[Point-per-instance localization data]
------------------------------------------------

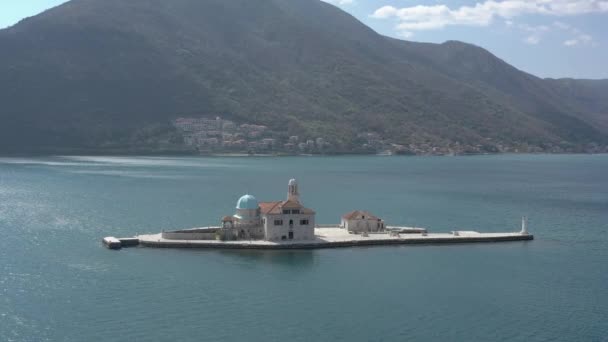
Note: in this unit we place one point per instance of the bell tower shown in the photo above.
(292, 193)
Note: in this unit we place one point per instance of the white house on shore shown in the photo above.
(361, 221)
(271, 221)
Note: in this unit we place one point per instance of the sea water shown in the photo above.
(57, 282)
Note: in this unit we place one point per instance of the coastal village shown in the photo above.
(216, 135)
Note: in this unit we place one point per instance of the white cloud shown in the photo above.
(532, 40)
(421, 17)
(340, 2)
(581, 39)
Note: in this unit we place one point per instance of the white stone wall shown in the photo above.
(300, 232)
(362, 225)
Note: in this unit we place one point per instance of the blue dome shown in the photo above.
(247, 202)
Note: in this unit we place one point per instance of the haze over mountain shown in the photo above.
(110, 75)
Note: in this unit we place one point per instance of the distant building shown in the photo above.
(361, 221)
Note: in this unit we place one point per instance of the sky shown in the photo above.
(547, 38)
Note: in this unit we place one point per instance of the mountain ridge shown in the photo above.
(94, 75)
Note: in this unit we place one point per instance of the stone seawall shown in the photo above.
(427, 240)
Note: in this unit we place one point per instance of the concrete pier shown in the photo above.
(336, 238)
(112, 242)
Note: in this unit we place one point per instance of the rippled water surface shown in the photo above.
(58, 283)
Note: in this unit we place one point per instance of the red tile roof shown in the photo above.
(359, 214)
(274, 208)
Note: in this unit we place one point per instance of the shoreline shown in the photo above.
(325, 238)
(270, 155)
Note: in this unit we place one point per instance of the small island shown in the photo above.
(288, 224)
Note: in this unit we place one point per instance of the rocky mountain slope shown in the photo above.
(110, 75)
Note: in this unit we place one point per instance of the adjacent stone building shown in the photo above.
(361, 221)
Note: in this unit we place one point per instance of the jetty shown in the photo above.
(288, 224)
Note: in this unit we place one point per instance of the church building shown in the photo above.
(271, 221)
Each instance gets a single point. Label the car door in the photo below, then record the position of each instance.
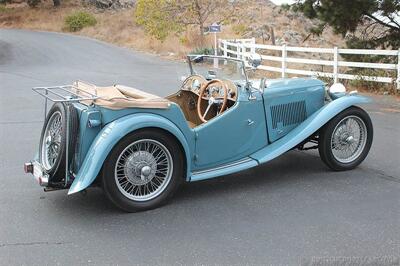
(236, 133)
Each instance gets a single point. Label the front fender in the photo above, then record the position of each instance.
(308, 127)
(109, 137)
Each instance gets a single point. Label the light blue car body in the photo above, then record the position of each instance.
(262, 125)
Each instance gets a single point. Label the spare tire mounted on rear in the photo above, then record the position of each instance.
(53, 138)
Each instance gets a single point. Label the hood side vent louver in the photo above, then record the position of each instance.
(288, 114)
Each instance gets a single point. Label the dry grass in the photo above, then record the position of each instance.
(118, 27)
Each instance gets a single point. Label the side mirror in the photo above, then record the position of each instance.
(255, 60)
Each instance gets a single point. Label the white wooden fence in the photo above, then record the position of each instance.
(242, 48)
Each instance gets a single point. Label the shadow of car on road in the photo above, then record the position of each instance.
(285, 170)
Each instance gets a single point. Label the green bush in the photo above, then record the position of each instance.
(33, 3)
(79, 20)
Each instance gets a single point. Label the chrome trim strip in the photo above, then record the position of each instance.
(221, 167)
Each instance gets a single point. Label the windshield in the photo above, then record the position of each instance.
(214, 67)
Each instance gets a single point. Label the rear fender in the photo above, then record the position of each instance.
(111, 134)
(307, 128)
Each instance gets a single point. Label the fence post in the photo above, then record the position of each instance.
(225, 47)
(284, 55)
(243, 49)
(398, 69)
(238, 50)
(253, 45)
(335, 64)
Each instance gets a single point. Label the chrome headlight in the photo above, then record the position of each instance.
(337, 90)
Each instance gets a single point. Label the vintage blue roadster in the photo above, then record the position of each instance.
(140, 147)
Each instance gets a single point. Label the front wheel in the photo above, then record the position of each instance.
(143, 170)
(345, 141)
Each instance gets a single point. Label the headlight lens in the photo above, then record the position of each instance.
(337, 90)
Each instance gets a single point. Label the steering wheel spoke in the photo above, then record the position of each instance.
(212, 101)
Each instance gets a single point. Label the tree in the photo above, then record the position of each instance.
(373, 23)
(156, 21)
(160, 18)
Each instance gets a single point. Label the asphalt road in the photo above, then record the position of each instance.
(285, 212)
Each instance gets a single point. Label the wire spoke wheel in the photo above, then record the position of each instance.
(349, 139)
(51, 141)
(143, 170)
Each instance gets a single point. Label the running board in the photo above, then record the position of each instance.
(225, 169)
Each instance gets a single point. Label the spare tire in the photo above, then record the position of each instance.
(53, 138)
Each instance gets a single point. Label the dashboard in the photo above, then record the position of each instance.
(194, 83)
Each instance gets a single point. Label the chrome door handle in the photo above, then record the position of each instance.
(250, 122)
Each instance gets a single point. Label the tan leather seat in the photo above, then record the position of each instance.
(119, 97)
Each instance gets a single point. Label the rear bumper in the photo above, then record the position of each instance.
(36, 169)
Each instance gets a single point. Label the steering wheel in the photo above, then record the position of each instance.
(212, 100)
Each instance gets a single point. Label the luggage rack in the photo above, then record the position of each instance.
(64, 94)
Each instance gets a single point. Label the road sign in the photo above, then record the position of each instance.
(214, 28)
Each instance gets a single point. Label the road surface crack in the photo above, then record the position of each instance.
(33, 243)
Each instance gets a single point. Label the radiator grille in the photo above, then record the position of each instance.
(288, 113)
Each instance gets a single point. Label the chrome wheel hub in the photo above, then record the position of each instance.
(143, 170)
(140, 167)
(349, 139)
(51, 144)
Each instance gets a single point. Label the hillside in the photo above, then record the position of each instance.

------------------------------------------------

▶ [What the exercise asks]
Apart from the images, every line above is to be given again exactly.

▶ [Expected output]
Note: in this unit we place one point per instance of the bell tower shown in the photo above.
(292, 193)
Note: in this unit we place one point per instance of the white house on shore shown in the photo above.
(361, 221)
(271, 221)
Note: in this unit we place one point per instance of the sea water shown in the photo above.
(57, 282)
Note: in this unit we place one point per instance of the coastal village shown in the photo above.
(216, 135)
Note: in this unit we place one point per instance of the white cloud shown in the photo above.
(532, 40)
(421, 17)
(340, 2)
(581, 39)
Note: in this unit we place one point per instance of the white stone wall shown in the photo above.
(300, 232)
(362, 225)
Note: in this unit we place one point per instance of the blue dome shown in the photo above.
(247, 202)
Note: in this unit we place one point per instance of the haze over mountain shown in the photo above.
(110, 75)
Note: in this unit we place one point per instance of the distant building shown in the photo above.
(361, 221)
Note: in this unit we place one point per instance of the sky shown in the photo above.
(547, 38)
Note: in this unit we place one point per instance of the mountain ridge shown in the photo above.
(94, 75)
Note: in this unit we place one point per instance of the stone seawall shown in the photo above.
(427, 240)
Note: in this unit we place one point per instance of the concrete pier shown in the photo above.
(336, 238)
(112, 242)
Note: in this unit we place one point per instance of the rippled water surface shown in the photo above.
(58, 283)
Note: in this unit we place one point per instance of the red tile roof shown in the photo above.
(359, 214)
(274, 208)
Note: in this unit we place one point per instance of the shoreline shown in the photo above.
(325, 238)
(270, 155)
Note: in this unit we place one point per instance of the small island shown in the photo above.
(288, 224)
Note: in this unit we place one point per instance of the rocky mountain slope shown in the photo above.
(110, 75)
Note: in this unit we place one point per instance of the adjacent stone building shown in the photo above.
(361, 221)
Note: in this unit we place one point per instance of the jetty shown in the photo above.
(288, 224)
Note: in this unit we place one point per instance of the church building shown in the photo above.
(271, 221)
Each instance gets a single point. Label the car door in the photo below, then record the position of each instance.
(236, 133)
Each instance gets a single point. Label the front fender in the photo above, then record the position of each instance.
(308, 127)
(109, 137)
Each instance gets a single point. Label the light blue car body in the photo above, then record the position of each instance.
(262, 125)
Each instance gets a single point. Label the spare tire mounted on rear in the photo above, then record the position of each instance.
(53, 138)
Each instance gets a single point. Label the hood side vent louver in the photo above, then record the position of each instance.
(288, 114)
Each instance gets a single point. Label the dry grass in the photo above, then record the position of each instance.
(118, 27)
Each instance gets a single point. Label the side mirror in the photo above, then record the position of each instance.
(255, 60)
Each instance gets a single point. Label the white wooden fence in the photo above, then record the position of each instance.
(242, 48)
Each instance gets a single point. Label the shadow of car on road in the photo above, then record the position of each instance.
(285, 170)
Each instance gets a single point. Label the green bush in the photo above, then record the position of each instance.
(33, 3)
(79, 20)
Each instance gets a single point. Label the chrome trim strip in the photo above, then record the position of each instance.
(221, 167)
Each instance gets a single point. Label the windshield in the photo above, then record the position of each instance.
(214, 67)
Each instance gets a single point. Label the rear fender in the photo above, then record the position of each instance.
(111, 134)
(307, 128)
Each instance gets a single point. Label the fence post in the photo above, then record the position of each instance.
(225, 47)
(284, 55)
(243, 49)
(398, 69)
(238, 50)
(253, 45)
(335, 64)
Each instance gets a single point. Label the chrome headlight in the photo above, then record the position of each instance.
(337, 90)
Each instance gets a single point. Label the vintage blue roadster in the photo above, then record the position of each instance.
(140, 147)
Each instance gets a single point. Label the front wheel in the photo above, then record the position of each instance.
(143, 170)
(345, 141)
Each instance gets a single point. Label the headlight lens in the photo above, then record the position of each instance.
(337, 90)
Each instance gets a single point. Label the steering wheel spoke in the photo above, then record the position of each instance.
(212, 101)
Each instance gets a single point. Label the tree in the photo above, then record the position of each instance.
(373, 23)
(156, 21)
(160, 18)
Each instance gets a single point. Label the asphalt road in the photo above, then record the position of each instance.
(285, 212)
Each instance gets a single point. Label the wire spoke wheel in the photo above, then record the position of each instance.
(349, 139)
(51, 141)
(143, 170)
Each instance gets a single point. Label the running board in the photo above, then record the position of each instance.
(225, 169)
Each instance gets a single point. Label the spare tire in the photo above, then record the position of each instance.
(53, 138)
Each instance gets a single point. Label the dashboard in the photo above, then record the position of each instance.
(194, 83)
Each instance gets a single point. Label the chrome door handle in the photo above, then record the position of each instance.
(250, 122)
Each instance gets a single point. Label the tan leather seat in the photo above, then record the position of each instance.
(119, 97)
Each instance gets a single point. Label the rear bumper in the photo above, then record the position of each instance.
(36, 169)
Each instance gets a single point. Label the steering wheel in the photo above, then record the position of each instance.
(212, 100)
Each instance gets a single point. Label the luggage rack in the photo above, then record the position of each instance.
(64, 94)
Each instance gets a single point. Label the road sign in the photo above, then record the position of each instance.
(214, 28)
Each instance gets a single point. Label the road surface crack in the photo above, then record the position of each instance.
(33, 243)
Each instance gets a single point. Label the radiator grille in the photo above, then record the position of each instance.
(288, 113)
Each instance gets a single point. Label the chrome wheel hub in the photo above, then record the position of each instance.
(143, 170)
(140, 167)
(349, 139)
(51, 144)
Each instance gets a single point. Label the hillside in the photo above, then record the position of each instance.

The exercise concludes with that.